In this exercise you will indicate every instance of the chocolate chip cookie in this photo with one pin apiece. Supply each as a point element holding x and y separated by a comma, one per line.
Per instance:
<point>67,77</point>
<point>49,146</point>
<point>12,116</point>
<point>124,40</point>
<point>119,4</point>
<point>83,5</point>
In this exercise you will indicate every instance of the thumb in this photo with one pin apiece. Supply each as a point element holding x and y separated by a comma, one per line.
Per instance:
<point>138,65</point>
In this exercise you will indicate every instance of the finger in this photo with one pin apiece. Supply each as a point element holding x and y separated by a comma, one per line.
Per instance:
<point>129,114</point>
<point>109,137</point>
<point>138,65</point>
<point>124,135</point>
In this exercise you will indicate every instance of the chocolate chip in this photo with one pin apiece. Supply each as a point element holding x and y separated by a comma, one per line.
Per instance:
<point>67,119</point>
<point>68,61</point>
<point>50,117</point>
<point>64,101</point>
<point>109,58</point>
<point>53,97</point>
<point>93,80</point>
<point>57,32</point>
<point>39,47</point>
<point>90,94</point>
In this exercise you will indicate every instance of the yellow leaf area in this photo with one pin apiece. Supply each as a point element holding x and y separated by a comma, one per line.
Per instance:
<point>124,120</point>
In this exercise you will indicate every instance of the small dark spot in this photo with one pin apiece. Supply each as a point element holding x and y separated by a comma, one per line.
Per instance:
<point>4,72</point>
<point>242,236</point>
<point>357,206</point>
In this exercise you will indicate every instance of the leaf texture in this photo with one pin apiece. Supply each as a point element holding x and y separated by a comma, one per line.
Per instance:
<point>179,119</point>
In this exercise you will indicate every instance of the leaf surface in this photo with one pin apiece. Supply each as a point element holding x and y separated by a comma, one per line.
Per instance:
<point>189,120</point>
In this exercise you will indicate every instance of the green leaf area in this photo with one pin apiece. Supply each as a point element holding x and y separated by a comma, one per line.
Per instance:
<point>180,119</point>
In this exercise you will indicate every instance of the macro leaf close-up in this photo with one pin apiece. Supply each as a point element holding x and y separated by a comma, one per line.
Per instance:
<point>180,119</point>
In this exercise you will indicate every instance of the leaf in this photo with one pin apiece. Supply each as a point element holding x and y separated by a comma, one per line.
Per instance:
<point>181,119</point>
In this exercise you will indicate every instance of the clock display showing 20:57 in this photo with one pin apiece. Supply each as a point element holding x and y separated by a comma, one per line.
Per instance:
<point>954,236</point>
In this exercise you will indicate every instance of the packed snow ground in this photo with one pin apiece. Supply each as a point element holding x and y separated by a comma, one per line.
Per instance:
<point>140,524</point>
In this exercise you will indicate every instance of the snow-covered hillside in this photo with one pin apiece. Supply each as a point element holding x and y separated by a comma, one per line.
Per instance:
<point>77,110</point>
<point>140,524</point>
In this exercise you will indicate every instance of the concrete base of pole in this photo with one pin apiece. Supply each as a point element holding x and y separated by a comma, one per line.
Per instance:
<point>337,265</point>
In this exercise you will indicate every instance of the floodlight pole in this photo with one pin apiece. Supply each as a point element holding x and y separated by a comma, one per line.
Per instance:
◇ ◇ ◇
- **Required work**
Extract the complete listing verbatim.

- **Response**
In this exercise you will indicate every instance of the chocolate chip cookie in this photo with one pin apiece. Supply each as a point element holding x and y separated by a comma, one per line.
Per instance:
<point>67,77</point>
<point>49,146</point>
<point>12,116</point>
<point>124,40</point>
<point>119,4</point>
<point>83,5</point>
In this exercise you will indicate every instance of the thumb in this photo with one pin apiece. Supply each as a point element holding x and y separated by a comma, one per line.
Per instance:
<point>138,65</point>
In this exercise you will indicate every instance of the finger in this photo with one pin apiece. Supply each as a point element holding x and y separated by a comma, one per line.
Per instance:
<point>129,114</point>
<point>109,137</point>
<point>138,65</point>
<point>124,135</point>
In this exercise you will indicate every instance of the chocolate chip in this photo with one pin apiece. Supply each as a point element holding x and y separated by a comma, one per line.
Per instance:
<point>67,119</point>
<point>68,61</point>
<point>50,117</point>
<point>64,101</point>
<point>109,58</point>
<point>53,97</point>
<point>93,80</point>
<point>57,32</point>
<point>39,47</point>
<point>90,94</point>
In this exercise you will indicate every instance of the yellow leaf area in this photo with one pin apiece. Supply each as a point element holding x and y separated by a comma, one per line.
Per instance:
<point>124,120</point>
In this exercise you will indicate every instance of the small dark spot in this photo with one pin apiece. Supply each as a point element holding x and y separated by a comma, one per line.
Per instance:
<point>4,72</point>
<point>242,236</point>
<point>357,206</point>
In this exercise you will indicate every instance of the leaf texture in this photo with one pin apiece. Supply each as a point element holding x and y separated by a comma, one per line.
Per instance:
<point>179,119</point>
In this exercise you will indicate every instance of the leaf surface in this photo with one pin apiece. Supply each as a point element holding x and y separated by a comma, one per line.
Per instance:
<point>189,120</point>
In this exercise you will indicate every instance of the green leaf area in this photo with one pin apiece. Supply each as a point element holding x and y separated by a comma, one per line.
Per instance:
<point>180,119</point>
In this exercise you will indicate every instance of the macro leaf close-up in this photo with one pin apiece. Supply each as a point element holding x and y separated by a comma, one per line.
Per instance:
<point>180,119</point>
In this exercise you will indicate every instance of the leaf in this photo with one pin apiece. Supply each as a point element holding x and y separated by a comma, one per line.
Per instance:
<point>181,119</point>
In this exercise you will indicate every instance of the clock display showing 20:57 in this photo with one pin apiece. Supply each as a point element holding x and y separated by a comma, one per line.
Per instance:
<point>954,236</point>
In this exercise you will indicate every instance of the packed snow ground in this photo with one pin apiece. Supply each as a point element holding x and y separated by a comma, one per line.
Per instance:
<point>140,524</point>
In this exercise you will indicate every instance of the snow-covered hillside in this photo with one pin apiece. Supply each as a point element holding x and y separated by a comma, one per line.
Per instance:
<point>77,110</point>
<point>140,524</point>
In this exercise you will indicate every instance of the concrete base of pole in this photo with one pin apiece. Supply each as a point element holding x and y separated by a comma, one per line.
Per instance:
<point>337,265</point>
In this exercise you will indicate every instance of the floodlight pole in this photo with one pin apiece. Supply each as a point element holding x and y separated by a comma, one per line.
Per instance:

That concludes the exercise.